The request -
Reproduce every one of the records below word for word, omitting the pictures.

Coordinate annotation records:
######

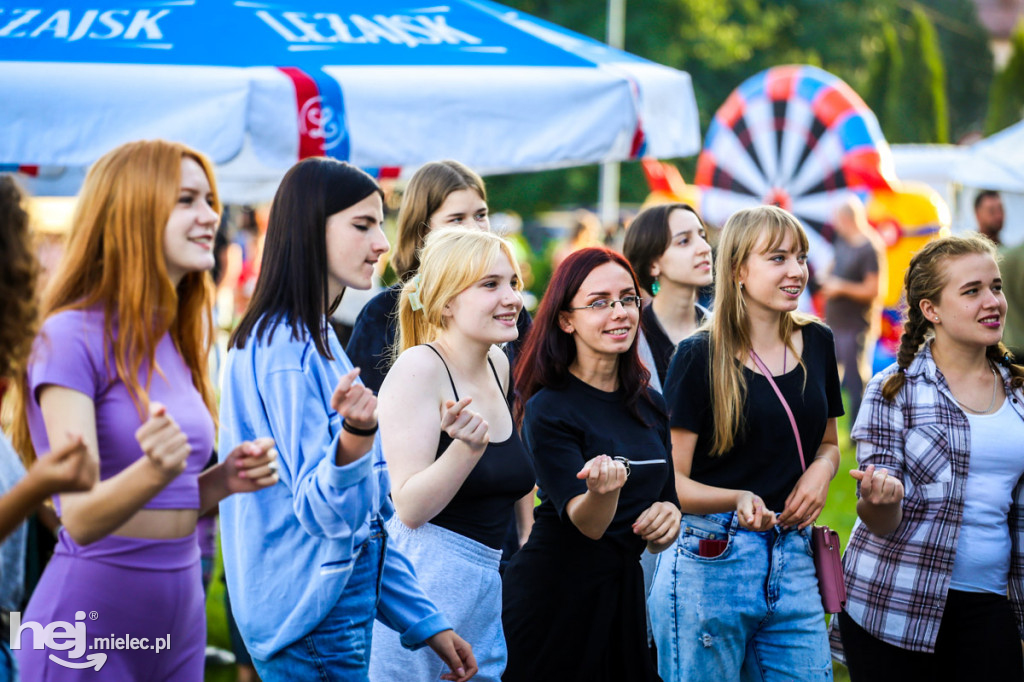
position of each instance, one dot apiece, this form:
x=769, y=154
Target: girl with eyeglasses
x=737, y=596
x=573, y=599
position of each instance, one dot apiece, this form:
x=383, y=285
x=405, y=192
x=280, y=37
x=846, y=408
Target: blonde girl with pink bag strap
x=737, y=597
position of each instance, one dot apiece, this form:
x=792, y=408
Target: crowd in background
x=619, y=486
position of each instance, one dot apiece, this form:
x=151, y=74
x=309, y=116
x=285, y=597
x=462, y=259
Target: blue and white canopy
x=381, y=83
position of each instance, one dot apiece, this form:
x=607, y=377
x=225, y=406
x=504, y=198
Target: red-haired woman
x=121, y=363
x=573, y=596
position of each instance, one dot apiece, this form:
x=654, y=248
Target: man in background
x=989, y=214
x=853, y=296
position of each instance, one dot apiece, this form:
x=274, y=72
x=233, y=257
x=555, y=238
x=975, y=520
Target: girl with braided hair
x=935, y=565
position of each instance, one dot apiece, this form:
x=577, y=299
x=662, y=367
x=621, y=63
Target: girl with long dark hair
x=305, y=560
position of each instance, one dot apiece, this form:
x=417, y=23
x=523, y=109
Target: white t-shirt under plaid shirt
x=897, y=584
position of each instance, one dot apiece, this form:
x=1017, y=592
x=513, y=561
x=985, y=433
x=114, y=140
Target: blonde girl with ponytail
x=738, y=598
x=935, y=564
x=458, y=466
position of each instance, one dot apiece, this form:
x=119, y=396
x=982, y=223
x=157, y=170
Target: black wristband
x=354, y=430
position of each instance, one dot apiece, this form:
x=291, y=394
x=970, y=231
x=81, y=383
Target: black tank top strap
x=454, y=389
x=501, y=388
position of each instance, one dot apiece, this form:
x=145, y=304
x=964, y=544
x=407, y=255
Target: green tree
x=906, y=88
x=965, y=47
x=1007, y=103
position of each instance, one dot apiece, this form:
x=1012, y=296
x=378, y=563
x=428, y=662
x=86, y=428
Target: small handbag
x=824, y=541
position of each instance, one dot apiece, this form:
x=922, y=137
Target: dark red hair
x=548, y=351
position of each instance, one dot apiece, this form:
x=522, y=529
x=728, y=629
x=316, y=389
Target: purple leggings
x=120, y=609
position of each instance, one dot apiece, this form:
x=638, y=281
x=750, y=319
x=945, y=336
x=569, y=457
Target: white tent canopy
x=380, y=83
x=958, y=172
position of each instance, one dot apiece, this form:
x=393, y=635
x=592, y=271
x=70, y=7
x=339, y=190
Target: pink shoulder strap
x=788, y=412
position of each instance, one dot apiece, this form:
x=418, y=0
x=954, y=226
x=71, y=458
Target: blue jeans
x=339, y=647
x=751, y=613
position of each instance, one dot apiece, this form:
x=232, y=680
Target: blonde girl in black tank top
x=457, y=464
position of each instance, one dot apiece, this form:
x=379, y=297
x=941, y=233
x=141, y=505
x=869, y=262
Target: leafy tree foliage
x=908, y=88
x=969, y=62
x=1007, y=105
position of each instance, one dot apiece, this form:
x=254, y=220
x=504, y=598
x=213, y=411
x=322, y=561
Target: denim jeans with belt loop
x=339, y=647
x=752, y=613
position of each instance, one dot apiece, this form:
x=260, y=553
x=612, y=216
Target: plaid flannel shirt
x=897, y=584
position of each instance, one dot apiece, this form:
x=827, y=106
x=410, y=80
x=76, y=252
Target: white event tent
x=381, y=83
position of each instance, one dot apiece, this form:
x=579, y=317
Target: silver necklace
x=991, y=403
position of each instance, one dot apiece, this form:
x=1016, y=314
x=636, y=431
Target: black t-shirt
x=564, y=428
x=662, y=346
x=763, y=458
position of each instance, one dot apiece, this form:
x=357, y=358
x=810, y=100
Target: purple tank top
x=70, y=351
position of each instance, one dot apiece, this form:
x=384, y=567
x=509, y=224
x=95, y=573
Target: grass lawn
x=839, y=513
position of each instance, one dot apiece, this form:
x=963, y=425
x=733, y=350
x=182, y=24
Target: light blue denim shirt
x=289, y=549
x=12, y=549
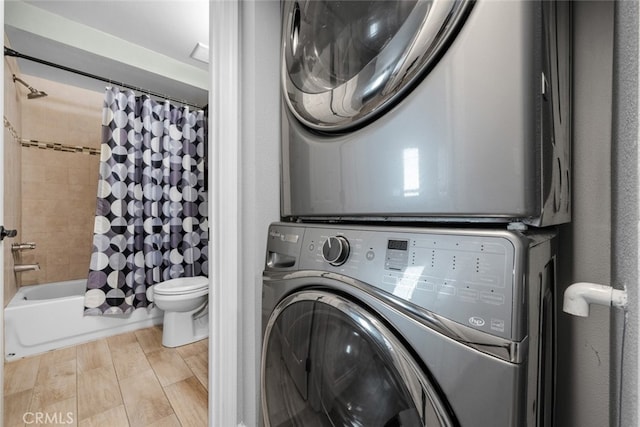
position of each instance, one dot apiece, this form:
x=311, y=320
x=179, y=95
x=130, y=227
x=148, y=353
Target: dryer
x=444, y=110
x=397, y=326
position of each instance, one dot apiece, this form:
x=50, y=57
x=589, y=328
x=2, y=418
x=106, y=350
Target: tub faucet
x=26, y=267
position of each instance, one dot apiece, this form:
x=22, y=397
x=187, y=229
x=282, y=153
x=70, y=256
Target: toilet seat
x=182, y=286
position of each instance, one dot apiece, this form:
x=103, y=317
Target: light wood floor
x=120, y=381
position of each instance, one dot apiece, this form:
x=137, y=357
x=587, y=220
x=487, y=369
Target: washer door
x=328, y=362
x=344, y=62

######

Response -
position of each instance, one dot apiece, this form:
x=769, y=154
Target: girl with eyeglasses
x=737, y=596
x=573, y=599
position of each instance, one dot apiece, this form:
x=383, y=285
x=405, y=192
x=280, y=37
x=846, y=408
Target: blonde girl with pink bag strap
x=737, y=597
position of each instance, one dot apiece, this form:
x=792, y=408
Target: crowd in background
x=619, y=486
position of each instance, one dot apiece, this form:
x=151, y=74
x=309, y=116
x=285, y=597
x=462, y=259
Target: blue and white canopy
x=381, y=83
position of each instance, one dot apiece, this form:
x=607, y=377
x=225, y=406
x=504, y=198
Target: red-haired woman
x=121, y=363
x=573, y=596
position of each instance, one dot apiece, this form:
x=654, y=248
Target: man in background
x=989, y=214
x=853, y=296
position of each instance, one dot apiece, this form:
x=274, y=72
x=233, y=257
x=555, y=238
x=975, y=520
Target: girl with braided hair
x=935, y=565
position of each instance, one dot apiece, this form:
x=577, y=299
x=662, y=367
x=621, y=63
Target: girl with long dark hair
x=305, y=560
position of each instance, one dot apiece, this form:
x=417, y=23
x=523, y=109
Target: white t-shirt under plaid shirt
x=897, y=584
position of each instance, one dot apiece, this form:
x=1017, y=592
x=513, y=561
x=985, y=433
x=114, y=140
Target: blonde girl with ponytail
x=738, y=598
x=935, y=564
x=458, y=466
position of each instance, one dot apiece, this form:
x=119, y=396
x=982, y=223
x=157, y=170
Target: black wristband
x=354, y=430
position of each instance, one dot apiece, this form:
x=291, y=394
x=970, y=231
x=81, y=383
Target: black tank top strap
x=454, y=389
x=501, y=388
position of each instance, one dot apiece, this form:
x=145, y=304
x=964, y=544
x=407, y=255
Target: green tree
x=906, y=88
x=965, y=47
x=1007, y=103
position of each instance, one dot apiece, this form:
x=1012, y=296
x=378, y=563
x=428, y=662
x=86, y=428
Target: small handbag
x=824, y=541
position of each instance, one dot apiece, this form:
x=922, y=137
Target: dark red hair
x=548, y=351
position of each instance, one dot apiece, this form:
x=522, y=529
x=728, y=629
x=316, y=389
Target: purple leggings
x=120, y=609
position of each instance, one dot apiece, this form:
x=638, y=281
x=750, y=319
x=945, y=336
x=569, y=457
Target: white tent canopy
x=380, y=83
x=958, y=172
position of each instance, one dot apiece, this form:
x=393, y=635
x=592, y=271
x=70, y=7
x=339, y=190
Target: pink shoulder strap
x=788, y=412
position of each instance, one dot apiece, this form:
x=418, y=0
x=954, y=226
x=71, y=458
Target: blue jeans
x=339, y=647
x=751, y=613
position of each instance, one dot apiece, this form:
x=232, y=680
Target: blonde girl in black tank top
x=457, y=464
position of each instance, one dot apiece, this form:
x=379, y=297
x=941, y=233
x=141, y=505
x=869, y=262
Target: leafy tree foliage
x=908, y=88
x=969, y=62
x=1007, y=105
position of each instance, one dot apiece, this form:
x=254, y=220
x=504, y=598
x=213, y=411
x=322, y=561
Target: denim jeans with belt loop
x=339, y=647
x=752, y=613
position of each instance, one dot apiece, this form:
x=260, y=553
x=612, y=216
Target: plaid flannel shirt
x=897, y=584
position of each instance, one dot apiece, this form:
x=827, y=106
x=410, y=80
x=76, y=252
Target: white event tent
x=381, y=83
position of each instance, one dot apiece, this form:
x=579, y=317
Target: silver necklace
x=991, y=403
position of each instance, one dot apiece, this form:
x=1016, y=314
x=636, y=431
Target: black t-shirt
x=564, y=428
x=662, y=346
x=763, y=458
position of each instance, one dot apiece, this form:
x=357, y=358
x=810, y=100
Target: purple tank top
x=70, y=351
position of each instance, one dot apiece, this form:
x=384, y=567
x=509, y=224
x=95, y=573
Target: grass lawn
x=839, y=513
position of each instance, one dot apiece, this form:
x=963, y=425
x=733, y=350
x=182, y=24
Target: light blue denim shirt
x=289, y=549
x=12, y=549
position of each instance, one dot apiece, this form:
x=311, y=320
x=179, y=95
x=130, y=227
x=148, y=353
Target: dryer
x=444, y=110
x=397, y=326
position of each instance, one dot apiece, this form:
x=50, y=57
x=589, y=328
x=2, y=418
x=106, y=350
Target: tub faucet
x=26, y=267
position of each instance, one dot apiece, this form:
x=22, y=397
x=187, y=229
x=282, y=153
x=70, y=256
Target: toilet seat
x=182, y=286
position of each instance, one dot apiece, this form:
x=103, y=317
Target: light wood floor
x=120, y=381
position of each instance, one dot apiece, this form:
x=137, y=357
x=587, y=220
x=487, y=369
Target: washer door
x=328, y=362
x=344, y=62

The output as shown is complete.